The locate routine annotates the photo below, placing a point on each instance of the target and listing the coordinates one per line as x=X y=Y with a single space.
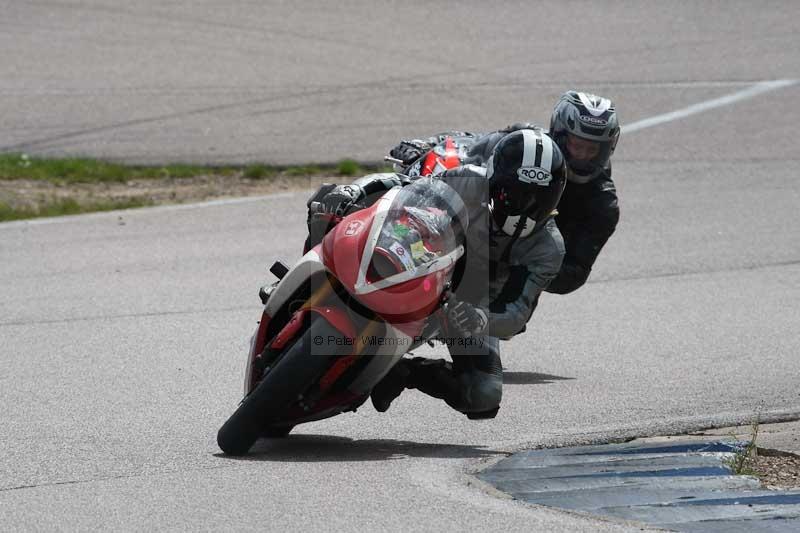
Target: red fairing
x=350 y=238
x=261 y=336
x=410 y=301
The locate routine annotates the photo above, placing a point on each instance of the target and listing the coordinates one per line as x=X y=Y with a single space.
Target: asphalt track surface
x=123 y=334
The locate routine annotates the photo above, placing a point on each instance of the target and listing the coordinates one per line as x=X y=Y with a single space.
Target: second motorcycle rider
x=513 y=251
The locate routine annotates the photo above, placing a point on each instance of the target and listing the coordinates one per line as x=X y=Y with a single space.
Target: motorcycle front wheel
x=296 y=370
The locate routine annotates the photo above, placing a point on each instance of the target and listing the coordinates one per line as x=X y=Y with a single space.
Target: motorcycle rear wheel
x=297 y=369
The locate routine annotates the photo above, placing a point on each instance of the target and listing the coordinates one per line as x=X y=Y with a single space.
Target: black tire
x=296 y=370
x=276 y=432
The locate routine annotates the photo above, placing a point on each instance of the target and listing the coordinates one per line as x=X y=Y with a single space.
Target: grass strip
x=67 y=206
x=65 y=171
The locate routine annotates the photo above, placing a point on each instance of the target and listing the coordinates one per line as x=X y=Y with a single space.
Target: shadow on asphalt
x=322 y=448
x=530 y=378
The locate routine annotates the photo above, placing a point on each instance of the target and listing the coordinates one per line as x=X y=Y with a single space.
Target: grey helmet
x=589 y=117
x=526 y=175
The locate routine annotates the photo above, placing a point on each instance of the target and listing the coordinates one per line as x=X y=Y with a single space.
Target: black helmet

* [TASK DESCRIPTION] Turn all the records above into a numbered list, one line per number. Skip any blank lines and leave out the pictures.

* [TASK SOLUTION]
1. The locate routine annotates the photo below, placing a point on each instance of the target and listing the coordinates one per line as x=X y=Y with a single space.
2. Target: red fairing
3. x=350 y=238
4. x=261 y=336
5. x=410 y=301
6. The locate routine annotates the photo above, placing a point on each instance of the target and listing the coordinates one per line as x=X y=Y with a single space.
7. Target: asphalt track surface
8. x=123 y=334
9. The locate routine annotates the photo above, placing a point on each instance of the target and listing the coordinates one per line as x=X y=Y with a single space.
10. Target: second motorcycle rider
11. x=513 y=251
12. The locate routine annotates the photo above, placing a point on each instance of the target and listing the coordinates one per line as x=X y=Y with a single space.
13. Target: motorcycle front wheel
14. x=296 y=370
15. The locate routine annotates the photo above, placing a point on each instance of the target and listing the coordinates one per line as x=X y=Y with a single space.
16. Target: motorcycle rear wheel
17. x=297 y=369
18. The locate routine annotates the photo above, placing a point on each instance of the target and listing the coordinates one per line as x=X y=Y with a single space.
19. Target: black tire
20. x=296 y=370
21. x=276 y=432
22. The locate routine annotates the photo above, placing a point on each instance of the target and listing the coordinates one per line as x=X y=Y with a single space.
23. Target: grass strip
24. x=67 y=206
25. x=65 y=171
26. The locate routine annotates the photo above, placing a point on each instance of the target and listing the coordinates one per line as x=X y=Y with a single space.
27. Target: shadow on asphalt
28. x=322 y=448
29. x=530 y=378
30. The locate routine annotates the photo above, placing a point on each instance of the target and listing the coordinates one per line as x=X y=Y with a single space.
31. Target: grey helmet
32. x=589 y=117
33. x=526 y=175
34. The locate routine annotates the photo above, placing a point on each instance of the target and listing the coordinates one per line as x=X y=Y with a single space.
35. Target: black helmet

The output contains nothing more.